**Trecho do documento:**
Concluí que sim. Alguns dias depois, e com o apoio fundamental de my girl Zaia, fui buscá-la no Butantã, na casa do Antônio e da Thamara. Encontrei uma cadelinha fofíssima e realmente muito assustada, estressada. Pela dentição, a veterinária estima que ela tenha uns quatro ou cinco anos. Decidi chamá-la de Sexta-Feira — pelo dia em que a busquei e pelo personagem do Robinson Crusoé, que o salvou da solidão. Ela ainda está se adaptando ao novo lar, mas já perdeu o olhar de pavor com que chegou aqui e meu amor por ela cresce a cada dia. Tanto que geralmente saio para trabalhar em um escritório a alguns quarteirões aqui de casa, mas já faz umas semanas que trampo daqui pra ela não se sentir sozinha. É, o clichê faz todo sentido: quem resgatou quem?

**Objetivo declarado A:** Conte as linhas das entradas que contêm a palavra "instance" e responda apenas com o número.
O trecho e as entradas não têm nenhuma relação entre si.

Entradas de contorno de formas:
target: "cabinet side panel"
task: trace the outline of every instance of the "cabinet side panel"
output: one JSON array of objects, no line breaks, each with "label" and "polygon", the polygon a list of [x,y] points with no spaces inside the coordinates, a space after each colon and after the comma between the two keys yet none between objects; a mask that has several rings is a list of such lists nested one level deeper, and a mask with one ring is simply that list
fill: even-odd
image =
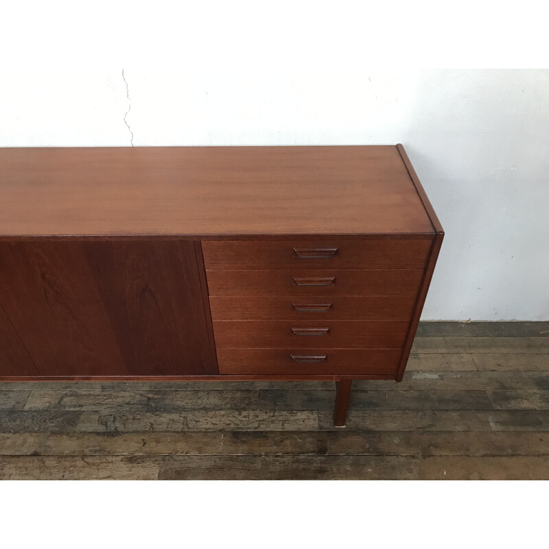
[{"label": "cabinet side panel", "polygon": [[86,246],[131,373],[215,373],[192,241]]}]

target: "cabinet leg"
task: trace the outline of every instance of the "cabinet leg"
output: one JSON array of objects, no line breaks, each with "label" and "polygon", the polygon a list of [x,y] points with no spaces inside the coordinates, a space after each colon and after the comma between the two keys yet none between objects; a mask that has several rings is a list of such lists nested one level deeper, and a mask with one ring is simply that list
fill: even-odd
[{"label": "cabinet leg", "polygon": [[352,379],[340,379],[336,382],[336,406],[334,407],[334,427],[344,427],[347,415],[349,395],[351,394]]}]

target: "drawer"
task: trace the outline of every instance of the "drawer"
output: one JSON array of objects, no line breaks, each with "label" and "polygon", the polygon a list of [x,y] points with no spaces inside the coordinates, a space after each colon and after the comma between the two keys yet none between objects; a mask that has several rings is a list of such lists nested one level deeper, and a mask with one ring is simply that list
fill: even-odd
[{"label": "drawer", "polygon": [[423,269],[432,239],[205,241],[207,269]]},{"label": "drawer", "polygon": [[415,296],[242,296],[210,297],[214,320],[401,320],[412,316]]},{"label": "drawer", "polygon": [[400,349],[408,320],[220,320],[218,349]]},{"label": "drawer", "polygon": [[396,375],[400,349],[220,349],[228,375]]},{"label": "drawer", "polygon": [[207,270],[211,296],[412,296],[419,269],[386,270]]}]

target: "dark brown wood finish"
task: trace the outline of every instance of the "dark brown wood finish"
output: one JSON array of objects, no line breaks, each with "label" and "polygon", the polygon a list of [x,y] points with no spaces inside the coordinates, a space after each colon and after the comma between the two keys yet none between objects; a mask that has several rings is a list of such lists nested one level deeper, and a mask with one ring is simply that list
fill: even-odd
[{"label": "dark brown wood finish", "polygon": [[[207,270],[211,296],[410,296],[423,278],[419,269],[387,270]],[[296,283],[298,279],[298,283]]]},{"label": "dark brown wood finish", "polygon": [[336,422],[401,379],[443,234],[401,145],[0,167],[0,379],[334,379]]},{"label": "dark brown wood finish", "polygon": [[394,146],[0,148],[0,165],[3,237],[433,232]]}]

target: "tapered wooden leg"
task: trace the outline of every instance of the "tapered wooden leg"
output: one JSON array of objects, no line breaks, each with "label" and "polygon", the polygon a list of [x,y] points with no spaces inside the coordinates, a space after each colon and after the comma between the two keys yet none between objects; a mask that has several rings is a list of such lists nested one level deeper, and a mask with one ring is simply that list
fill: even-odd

**Objetivo declarado B:** Reescreva a parte do trecho sobre a adoção da cadela que vai de "Concluí que sim." até "quem resgatou quem?", inclusive, substituindo "cadelinha" por "cachorrinha".

**Resposta A:** 5

**Resposta B:**
Concluí que sim. Alguns dias depois, e com o apoio fundamental de my girl Zaia, fui buscá-la no Butantã, na casa do Antônio e da Thamara. Encontrei uma cachorrinha fofíssima e realmente muito assustada, estressada. Pela dentição, a veterinária estima que ela tenha uns quatro ou cinco anos. Decidi chamá-la de Sexta-Feira — pelo dia em que a busquei e pelo personagem do Robinson Crusoé, que o salvou da solidão. Ela ainda está se adaptando ao novo lar, mas já perdeu o olhar de pavor com que chegou aqui e meu amor por ela cresce a cada dia. Tanto que geralmente saio para trabalhar em um escritório a alguns quarteirões aqui de casa, mas já faz umas semanas que trampo daqui pra ela não se sentir sozinha. É, o clichê faz todo sentido: quem resgatou quem?